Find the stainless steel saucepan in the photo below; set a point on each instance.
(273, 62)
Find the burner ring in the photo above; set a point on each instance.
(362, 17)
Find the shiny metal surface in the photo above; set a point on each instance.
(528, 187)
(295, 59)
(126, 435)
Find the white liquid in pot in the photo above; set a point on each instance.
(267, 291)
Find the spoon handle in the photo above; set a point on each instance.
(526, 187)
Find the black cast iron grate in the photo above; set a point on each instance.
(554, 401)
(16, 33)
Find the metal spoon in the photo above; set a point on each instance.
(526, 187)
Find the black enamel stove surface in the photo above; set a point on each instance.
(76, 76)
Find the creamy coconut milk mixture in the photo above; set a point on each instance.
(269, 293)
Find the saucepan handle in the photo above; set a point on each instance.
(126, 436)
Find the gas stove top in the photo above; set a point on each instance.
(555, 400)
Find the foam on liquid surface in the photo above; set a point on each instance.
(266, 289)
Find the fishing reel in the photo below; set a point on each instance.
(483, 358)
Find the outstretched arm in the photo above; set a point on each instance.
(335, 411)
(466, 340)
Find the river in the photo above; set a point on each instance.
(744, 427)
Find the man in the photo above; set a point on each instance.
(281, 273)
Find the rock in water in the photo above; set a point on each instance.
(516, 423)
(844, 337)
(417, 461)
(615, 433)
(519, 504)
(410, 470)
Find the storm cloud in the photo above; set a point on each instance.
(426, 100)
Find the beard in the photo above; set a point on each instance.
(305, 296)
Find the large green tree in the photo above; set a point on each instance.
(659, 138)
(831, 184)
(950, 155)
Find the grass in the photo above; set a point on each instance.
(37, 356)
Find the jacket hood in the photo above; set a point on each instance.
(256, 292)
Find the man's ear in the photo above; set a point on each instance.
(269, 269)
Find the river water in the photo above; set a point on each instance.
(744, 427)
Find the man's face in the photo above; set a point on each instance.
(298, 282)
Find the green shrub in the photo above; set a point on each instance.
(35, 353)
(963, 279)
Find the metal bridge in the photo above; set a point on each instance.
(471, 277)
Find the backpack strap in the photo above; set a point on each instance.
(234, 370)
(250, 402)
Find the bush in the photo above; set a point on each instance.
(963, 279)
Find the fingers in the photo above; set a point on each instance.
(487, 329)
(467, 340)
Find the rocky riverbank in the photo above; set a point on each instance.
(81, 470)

- - -

■ Work instructions: Put every line of the items above into a Markdown table with two columns, Row and Item Line, numbering the rows in order and leaving out blank lines.

■ Solution for this problem:
| Row | Item Line |
|---|---|
| 1 | Find the stainless steel saucepan in the photo below; set a point on each instance. |
| 2 | (273, 62) |
| 3 | Find the burner ring in the photo above; set a point on each instance. |
| 4 | (362, 17) |
| 5 | Find the shiny metal surface in the photo above; set a point on each instance. |
| 6 | (528, 187) |
| 7 | (295, 59) |
| 8 | (126, 435) |
| 9 | Find the white liquid in pot in the photo above; set a point on each instance. |
| 10 | (267, 291) |
| 11 | Find the spoon handle in the photo above; set a point on each instance. |
| 12 | (526, 187) |
| 13 | Find the black cast iron grate in the photo above; set a point on each instance. |
| 14 | (554, 401) |
| 15 | (16, 33) |
| 16 | Find the metal spoon in the photo above; set a point on each instance. |
| 17 | (526, 187) |
| 18 | Find the black enamel stove surface in the photo above; set a point on each instance. |
| 19 | (76, 76) |
| 20 | Find the creamy coconut milk mixture in the photo above; set a point on each instance. |
| 21 | (269, 293) |
| 22 | Find the saucepan handle in the photo above; set a point on each instance. |
| 23 | (126, 436) |
| 24 | Find the gas stove top in the photo above; set a point on each instance. |
| 25 | (555, 400) |
| 26 | Find the foam on liquid surface in the photo above; set a point on each instance. |
| 27 | (266, 289) |
| 28 | Find the fishing reel in the photo below; set a point on each instance. |
| 29 | (483, 358) |
| 30 | Find the outstretched arm in the photo above; set a point on each instance. |
| 31 | (335, 411) |
| 32 | (466, 340) |
| 33 | Find the river in the photo above; set a point on each instance. |
| 34 | (744, 427) |
| 35 | Find the man in the photo above; set a point on each instance. |
| 36 | (281, 273) |
| 37 | Find the rock in water in the photo above; set a point on each instance. |
| 38 | (516, 423) |
| 39 | (844, 337) |
| 40 | (417, 461) |
| 41 | (615, 433) |
| 42 | (519, 504) |
| 43 | (410, 470) |
| 44 | Find the storm cloud in the photo above; set a point on each instance. |
| 45 | (426, 100) |
| 46 | Find the beard in the photo above; set a point on each instance. |
| 47 | (305, 296) |
| 48 | Find the large green tree in the photo above; set a point on each instance. |
| 49 | (659, 138) |
| 50 | (831, 184) |
| 51 | (950, 155) |
| 52 | Find the grass in the photo above; set a point on each instance. |
| 53 | (37, 356) |
| 54 | Find the jacket hood in the photo above; set a point on each instance. |
| 55 | (256, 292) |
| 56 | Find the man's ear in the photo above; set a point on each instance. |
| 57 | (269, 269) |
| 58 | Find the river water in the photo above; set a point on each instance. |
| 59 | (744, 427) |
| 60 | Find the man's face in the photo above; set a point on each instance. |
| 61 | (298, 282) |
| 62 | Find the green shrub in the photo above; set a point on each instance. |
| 63 | (35, 353) |
| 64 | (963, 279) |
| 65 | Find the metal bridge in the photo above; set a point on each instance. |
| 66 | (471, 277) |
| 67 | Find the backpack strap in the photo above; set a point on each instance. |
| 68 | (234, 370) |
| 69 | (250, 402) |
| 70 | Find the bush in the photo above; set a point on each instance. |
| 71 | (963, 279) |
| 72 | Find the fingers in the photo above; set a point on each instance. |
| 73 | (487, 329) |
| 74 | (467, 340) |
| 75 | Find the rocky riverbank in the photo above; set a point on each instance. |
| 76 | (81, 470) |